§ YOUR TASKS:
#1 Using the project description on splicing variants, explain why it says there is an urgent clinical need for new tools in variant interpretation. Answer in one to three sentences.
#2 Answer these questions from the project description on splicing variants:
(a) Over what period has the pipeline for identifying disease-causing mutations developed extensively?
(b) On which machine learning tool is the new pipeline based?
(c) What example does the last paragraph give of those who perform diagnostic sequencing for patients?

§ DOCUMENT SEGMENT:
----
The Institute of Biomedical and Clinical Sciences has played a leading role in identifying novel disease genes from next generation sequencing data. The pipeline used to identify disease causing mutations has developed extensively over the past 10 years, but current workflows remain heavily biased towards identifying variants that are predicted to alter the amino acid sequence of a protein or that affect well described canonical splice sets, yet variants elsewhere in a gene can affect splicing of the pre-mRNA. This project aims to develop a pipeline that uses machine learning to identify motifs from RNA sequencing data that result in splicing and create a robust scoring system to allow for prioritisation of variants. This will enable the comparison of splicing in different tissues, as well as allow us to score variants in sequence datasets to highlight those that may affect splicing for further analysis.
Explaining the science
In order to produce a functional protein, a gene is first transcribed into RNA and spliced, in order to remove the non-coding regions. This mechanism of mRNA maturation and splicing is not fully understood and defects in these processes have been implicated in various inherited disorders. Due to the complexity of splicing, it is difficult to identify DNA variants that may affect splicing using current bioinformatic methods, therefore more in-depth analysis methods are needed.
The aim of this project was to develop a pipeline, based on the machine learning tool SpliceAI, that could score and highlight variants in sequence datasets that could potentially cause disease by affecting splicing. SpliceAI is a machine learning tool, that analyses large datasets of RNA sequences, and compares these with the Human Genome DNA sequence, in order to learn the patterns and motifs cells use to splice out non-coding DNA. Using this information, the software looks for these patterns and motifs in the sequence data of patients and determines whether any variants present in their sequence might affect this process. Any highlighted variants can then be investigated further in the lab.
The first aim is to develop a pipeline which can identify genetic sequences from RNAseq data that result in splicing. The second aim of the project is to develop a robust scoring system which would allow prioritisation of variants based on the predicted effect on splicing.
The overall objective is to develop a script which could be incorporated into a standard pipeline in order to highlight the variants which may affect splicing, which would otherwise have been missed, for further investigation. This is important because the causative mutations in many patients with a rare disease are not identified using standard sequence analysis pipelines. There is therefore an urgent clinical need to develop new tools to assist in the variant interpretation process.
This work is of particular importance to the field of medical genetics, in order to assist in the identification of disease causing mutations. For example the NHS Genomic Medicine Centres, which perform diagnostic sequencing for patients.
----
§ RECORDS SUPPLIED:
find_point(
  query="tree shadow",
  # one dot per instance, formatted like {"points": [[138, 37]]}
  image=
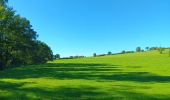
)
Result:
{"points": [[17, 92], [100, 72], [58, 71], [136, 76]]}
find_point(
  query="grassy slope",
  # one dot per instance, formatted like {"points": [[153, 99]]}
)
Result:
{"points": [[129, 76]]}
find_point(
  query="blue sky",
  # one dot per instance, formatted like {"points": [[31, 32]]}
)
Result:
{"points": [[82, 27]]}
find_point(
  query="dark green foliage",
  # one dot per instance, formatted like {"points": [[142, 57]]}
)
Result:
{"points": [[109, 53], [57, 56], [94, 54], [138, 49], [147, 48], [18, 44]]}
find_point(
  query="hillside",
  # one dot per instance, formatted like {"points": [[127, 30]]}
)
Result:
{"points": [[134, 76]]}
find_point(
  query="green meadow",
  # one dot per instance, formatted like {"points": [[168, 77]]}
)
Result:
{"points": [[133, 76]]}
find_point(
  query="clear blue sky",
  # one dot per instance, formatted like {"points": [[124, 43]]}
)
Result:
{"points": [[82, 27]]}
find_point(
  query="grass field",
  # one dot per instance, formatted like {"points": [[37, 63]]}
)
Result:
{"points": [[136, 76]]}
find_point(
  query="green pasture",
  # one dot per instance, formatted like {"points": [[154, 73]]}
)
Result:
{"points": [[134, 76]]}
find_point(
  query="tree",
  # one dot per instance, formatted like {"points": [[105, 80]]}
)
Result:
{"points": [[57, 56], [109, 53], [18, 40], [147, 48], [138, 49], [123, 52], [94, 54]]}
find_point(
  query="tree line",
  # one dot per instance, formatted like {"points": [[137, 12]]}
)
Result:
{"points": [[18, 40]]}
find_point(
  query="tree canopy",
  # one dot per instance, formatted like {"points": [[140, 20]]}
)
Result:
{"points": [[18, 40]]}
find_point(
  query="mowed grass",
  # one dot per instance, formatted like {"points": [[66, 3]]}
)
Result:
{"points": [[136, 76]]}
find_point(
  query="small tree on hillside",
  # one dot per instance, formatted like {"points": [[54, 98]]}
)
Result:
{"points": [[147, 48], [109, 53], [94, 54], [138, 49], [123, 52]]}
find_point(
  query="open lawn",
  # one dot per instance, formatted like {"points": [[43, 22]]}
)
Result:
{"points": [[135, 76]]}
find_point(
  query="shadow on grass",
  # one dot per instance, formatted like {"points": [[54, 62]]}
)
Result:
{"points": [[98, 72], [17, 92], [82, 71]]}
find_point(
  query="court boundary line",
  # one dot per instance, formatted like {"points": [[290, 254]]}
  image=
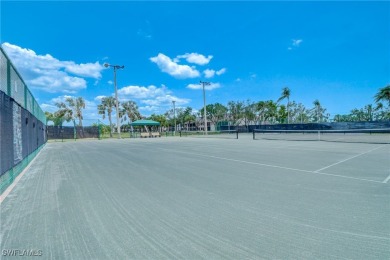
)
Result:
{"points": [[4, 195], [347, 159], [275, 166]]}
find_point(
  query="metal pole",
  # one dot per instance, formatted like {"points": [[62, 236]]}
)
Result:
{"points": [[204, 105], [204, 110], [174, 116], [117, 106]]}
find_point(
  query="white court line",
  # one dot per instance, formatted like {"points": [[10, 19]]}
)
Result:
{"points": [[326, 167], [274, 166], [17, 179], [387, 179]]}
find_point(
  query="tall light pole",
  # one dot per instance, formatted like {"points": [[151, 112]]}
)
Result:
{"points": [[174, 116], [116, 96], [203, 83]]}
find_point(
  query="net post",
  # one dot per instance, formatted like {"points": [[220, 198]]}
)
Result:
{"points": [[99, 130]]}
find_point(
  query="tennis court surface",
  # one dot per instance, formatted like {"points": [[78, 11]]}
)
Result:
{"points": [[202, 198]]}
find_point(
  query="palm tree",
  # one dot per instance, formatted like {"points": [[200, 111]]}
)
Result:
{"points": [[106, 106], [286, 94], [383, 95], [77, 104], [130, 109]]}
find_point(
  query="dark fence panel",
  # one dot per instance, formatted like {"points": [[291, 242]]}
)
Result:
{"points": [[20, 133], [68, 132], [6, 133]]}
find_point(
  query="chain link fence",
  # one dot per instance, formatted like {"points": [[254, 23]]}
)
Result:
{"points": [[22, 123]]}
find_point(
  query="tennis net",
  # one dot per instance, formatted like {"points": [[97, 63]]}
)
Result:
{"points": [[227, 134], [379, 136]]}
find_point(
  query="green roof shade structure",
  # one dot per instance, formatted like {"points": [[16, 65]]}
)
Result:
{"points": [[145, 122]]}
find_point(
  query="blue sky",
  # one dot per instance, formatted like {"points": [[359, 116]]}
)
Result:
{"points": [[337, 52]]}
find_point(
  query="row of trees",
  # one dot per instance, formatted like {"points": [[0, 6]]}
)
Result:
{"points": [[234, 113], [272, 112]]}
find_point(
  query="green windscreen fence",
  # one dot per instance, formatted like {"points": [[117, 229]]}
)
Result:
{"points": [[22, 123]]}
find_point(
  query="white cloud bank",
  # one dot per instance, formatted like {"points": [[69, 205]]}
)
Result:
{"points": [[195, 58], [295, 43], [152, 96], [208, 87], [172, 68], [49, 74]]}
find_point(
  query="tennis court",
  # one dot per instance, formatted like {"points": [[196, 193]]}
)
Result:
{"points": [[202, 198]]}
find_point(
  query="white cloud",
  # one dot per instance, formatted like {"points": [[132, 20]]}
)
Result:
{"points": [[90, 111], [50, 74], [208, 87], [297, 42], [91, 70], [99, 98], [221, 71], [209, 73], [140, 92], [172, 68], [151, 95], [195, 58]]}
----
§ RESPONSES FOR EACH TASK:
#1 Standard sequence analysis pipelines fail to identify the causative mutations in many patients with a rare disease. New tools are therefore needed to highlight variants that may affect splicing, which would otherwise be missed, so they can be investigated further.

#2
(a) The past 10 years.
(b) SpliceAI.
(c) The NHS Genomic Medicine Centres.